- Task directions -
Could you put every line of the material below into a numbered list, skipping any blank lines? Leave the pictures out of your answer.
· · ·
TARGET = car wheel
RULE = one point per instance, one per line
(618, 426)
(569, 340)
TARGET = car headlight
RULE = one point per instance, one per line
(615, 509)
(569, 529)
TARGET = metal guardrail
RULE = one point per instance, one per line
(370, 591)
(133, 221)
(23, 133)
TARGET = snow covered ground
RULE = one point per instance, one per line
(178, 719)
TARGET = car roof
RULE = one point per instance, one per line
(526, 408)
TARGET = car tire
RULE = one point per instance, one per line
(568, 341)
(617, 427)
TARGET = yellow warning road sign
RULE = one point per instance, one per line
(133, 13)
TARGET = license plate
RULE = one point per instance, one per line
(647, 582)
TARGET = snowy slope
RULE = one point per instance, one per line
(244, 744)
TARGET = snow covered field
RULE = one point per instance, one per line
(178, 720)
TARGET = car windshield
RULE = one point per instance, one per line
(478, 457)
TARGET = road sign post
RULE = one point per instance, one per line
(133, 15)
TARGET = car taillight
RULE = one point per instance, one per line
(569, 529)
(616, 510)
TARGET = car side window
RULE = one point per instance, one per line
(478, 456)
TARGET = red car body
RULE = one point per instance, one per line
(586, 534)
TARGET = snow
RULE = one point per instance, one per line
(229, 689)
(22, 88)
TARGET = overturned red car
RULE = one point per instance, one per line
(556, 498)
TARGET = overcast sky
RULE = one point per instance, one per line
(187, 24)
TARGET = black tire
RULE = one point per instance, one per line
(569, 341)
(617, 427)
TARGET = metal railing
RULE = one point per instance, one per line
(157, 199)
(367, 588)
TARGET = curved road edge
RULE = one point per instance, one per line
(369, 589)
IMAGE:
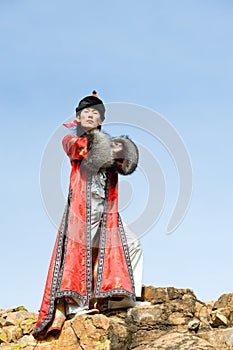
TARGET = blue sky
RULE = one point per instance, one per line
(174, 57)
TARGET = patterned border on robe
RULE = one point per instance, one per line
(114, 271)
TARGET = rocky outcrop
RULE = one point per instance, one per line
(176, 319)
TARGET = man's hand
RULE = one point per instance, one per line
(117, 149)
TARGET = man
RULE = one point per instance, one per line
(96, 262)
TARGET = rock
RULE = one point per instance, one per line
(219, 319)
(175, 320)
(193, 325)
(177, 341)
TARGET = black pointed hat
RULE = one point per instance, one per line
(92, 101)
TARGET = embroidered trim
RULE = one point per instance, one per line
(102, 241)
(126, 252)
(55, 276)
(102, 244)
(88, 236)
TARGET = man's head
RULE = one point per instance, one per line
(89, 118)
(90, 112)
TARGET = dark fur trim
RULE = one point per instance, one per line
(128, 159)
(99, 155)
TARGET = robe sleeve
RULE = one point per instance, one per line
(75, 147)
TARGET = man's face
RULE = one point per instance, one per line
(89, 118)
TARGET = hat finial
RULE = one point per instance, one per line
(94, 93)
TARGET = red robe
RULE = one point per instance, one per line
(71, 267)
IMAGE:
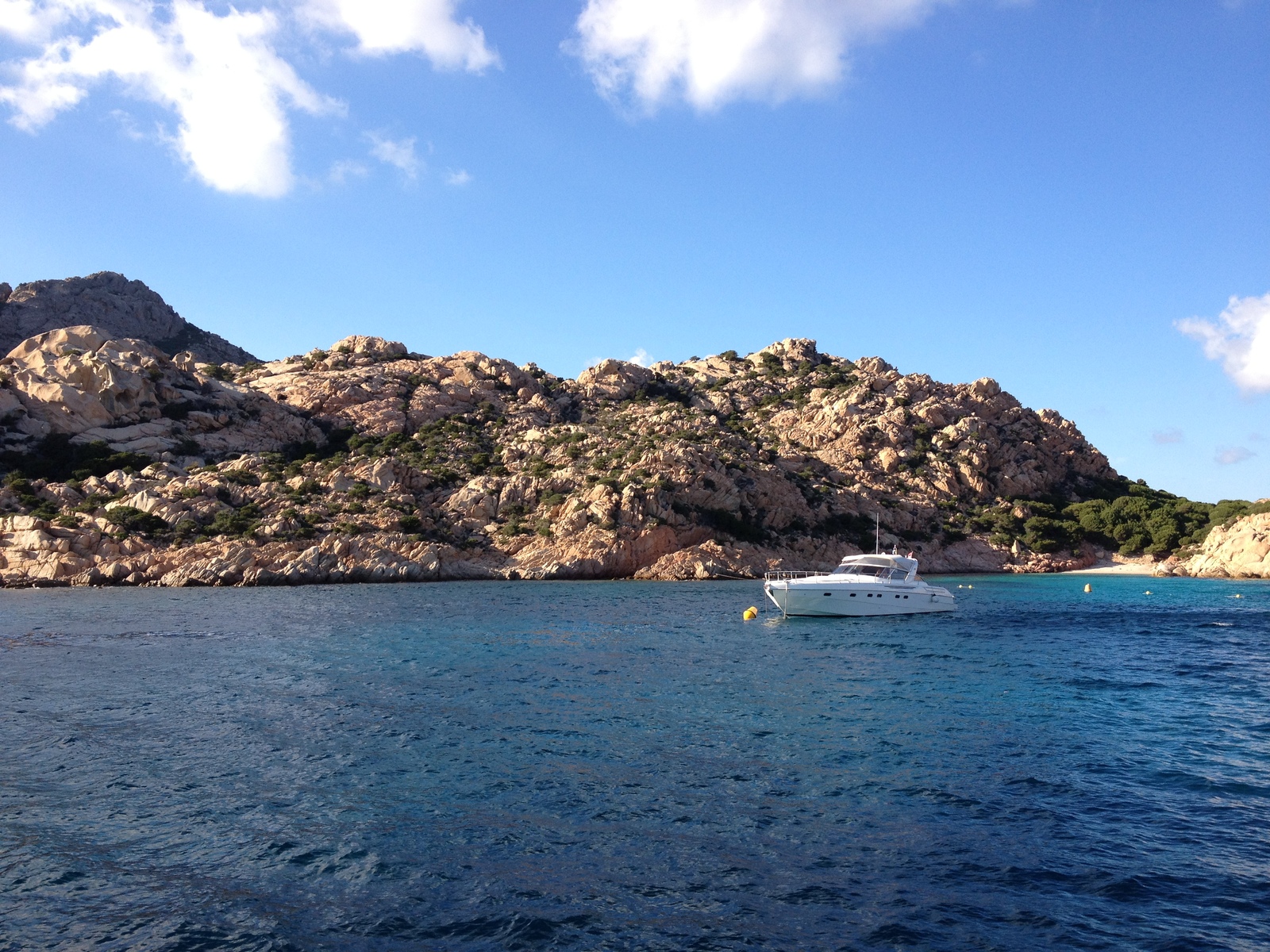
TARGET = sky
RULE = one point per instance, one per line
(1068, 196)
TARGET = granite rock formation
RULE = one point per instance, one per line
(1237, 551)
(368, 463)
(116, 306)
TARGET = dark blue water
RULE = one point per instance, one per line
(632, 767)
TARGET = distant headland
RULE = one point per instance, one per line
(137, 448)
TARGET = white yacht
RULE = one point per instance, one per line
(864, 584)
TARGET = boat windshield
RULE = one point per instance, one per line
(876, 571)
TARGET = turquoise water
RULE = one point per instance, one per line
(624, 766)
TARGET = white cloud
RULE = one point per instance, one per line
(344, 171)
(1229, 456)
(425, 27)
(1240, 340)
(713, 51)
(221, 75)
(397, 152)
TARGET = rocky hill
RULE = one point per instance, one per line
(116, 306)
(368, 463)
(1238, 550)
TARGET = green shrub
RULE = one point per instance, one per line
(133, 520)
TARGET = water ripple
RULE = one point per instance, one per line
(630, 767)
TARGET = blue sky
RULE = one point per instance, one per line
(1041, 192)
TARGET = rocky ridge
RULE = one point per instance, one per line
(1240, 550)
(370, 463)
(117, 308)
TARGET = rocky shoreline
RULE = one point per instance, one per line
· · ·
- Answer to the problem -
1. TARGET = car wheel
2. RULE = one point per instance, one per line
3. (618, 426)
4. (569, 340)
5. TARGET = car headlight
6. RULE = one point per instance, one per line
7. (615, 509)
8. (569, 529)
9. TARGET = metal guardrail
10. RULE = one point per instance, one per line
11. (370, 591)
12. (133, 221)
13. (23, 133)
14. TARGET = snow covered ground
15. RULE = one point per instance, one per line
16. (178, 719)
17. TARGET = car roof
18. RULE = one point per instance, one per line
19. (526, 408)
20. TARGET = car tire
21. RULE = one point per instance, one per line
22. (568, 341)
23. (617, 427)
24. TARGET = yellow warning road sign
25. RULE = one point per instance, one per line
26. (133, 13)
27. TARGET = license plate
28. RULE = one point per instance, one per line
29. (647, 582)
30. TARGET = snowy slope
31. RULE = one point per instance, one per line
32. (244, 744)
33. TARGET = snow covered field
34. RULE = one point per instance, one per line
35. (178, 720)
36. TARGET = car windshield
37. RULE = one point per instance, one per line
38. (478, 457)
39. TARGET = road sign post
40. RULE = one point per instance, one per line
41. (133, 15)
42. TARGET = car taillight
43. RULE = one point per instance, one per line
44. (569, 529)
45. (616, 510)
46. TARGET = car side window
47. RULE = one point per instance, one per line
48. (478, 456)
49. TARGET = red car body
50. RULE = one point per instance, one per line
51. (586, 534)
52. TARGET = snow
53. RULE = one point per instance, one per line
54. (229, 689)
55. (22, 88)
56. TARGET = overturned red car
57. RULE = one point per instance, one per line
58. (556, 498)
59. TARGET = overcast sky
60. RULE = one point per instance, one per line
61. (187, 24)
62. TARGET = black tire
63. RULE = one point per instance, one per line
64. (569, 341)
65. (617, 427)
66. TARGET = metal railing
67. RULE = one point per instance, one per line
68. (157, 199)
69. (367, 588)
70. TARGET = curved road edge
71. RULE = one point per instance, one per line
72. (369, 589)
73. IMAGE:
74. TARGET = blue sky
75. RULE = one point per instance, one per line
76. (174, 57)
77. TARGET = patterned border on robe
78. RULE = one point per instance, one per line
79. (114, 271)
80. TARGET = rocky outcrop
81. RULE = one point per instance, one per line
82. (176, 319)
83. TARGET = man's hand
84. RULE = one point per instance, one per line
85. (117, 149)
86. TARGET = man
87. RULE = one point per instance, one per line
88. (96, 262)
89. TARGET = rock
90. RULE = one point per instance, one per line
91. (219, 319)
92. (175, 320)
93. (193, 325)
94. (177, 341)
95. TARGET = black pointed hat
96. RULE = one point per instance, one per line
97. (92, 101)
98. TARGET = embroidered trim
99. RULE = one point per instance, one per line
100. (102, 241)
101. (126, 252)
102. (55, 276)
103. (102, 244)
104. (88, 236)
105. TARGET = man's head
106. RULE = one point per instance, one per line
107. (89, 118)
108. (90, 112)
109. TARGET = dark fur trim
110. RULE = one point per instance, one per line
111. (128, 159)
112. (99, 155)
113. TARGET = robe sleeve
114. RULE = one point per instance, one per line
115. (75, 147)
116. TARGET = man's face
117. RULE = one point per instance, one per line
118. (89, 118)
119. TARGET = hat finial
120. RULE = one point per instance, one per line
121. (94, 93)
122. TARGET = red robe
123. RULE = one point per instance, one per line
124. (71, 267)
125. IMAGE:
126. TARGET = sky
127. RULE = one point per instance, one per line
128. (1068, 196)
129. TARGET = granite rock formation
130. RULE = one point per instance, one per line
131. (1237, 551)
132. (368, 463)
133. (116, 306)
134. TARGET = dark blue water
135. RULE = one point per instance, one per line
136. (632, 767)
137. TARGET = distant headland
138. RULE = one point per instance, one per line
139. (137, 448)
140. TARGET = white yacht
141. RULE = one point per instance, one per line
142. (864, 584)
143. TARGET = boat windshield
144. RULE = one point per instance, one per line
145. (876, 571)
146. TARGET = turquoise water
147. RULE = one point per instance, one per line
148. (624, 766)
149. TARGET = white cloud
150. RULE = one point per instance, one per line
151. (344, 171)
152. (1229, 456)
153. (425, 27)
154. (1240, 340)
155. (713, 51)
156. (221, 75)
157. (397, 152)
158. TARGET = rocky hill
159. RULE = one point per instance, one per line
160. (116, 306)
161. (368, 463)
162. (1238, 550)
163. TARGET = green shrub
164. RULE = one point per instance, one per line
165. (133, 520)
166. TARGET = water ripple
167. RULE = one point per instance, one per line
168. (630, 767)
169. TARGET = blue sky
170. RULE = one point per instance, one per line
171. (1041, 192)
172. TARGET = rocky ridge
173. RULE = one point per instance, one per line
174. (1240, 550)
175. (370, 463)
176. (117, 308)
177. TARGET = rocky shoreline
178. RULE = one point per instance, one per line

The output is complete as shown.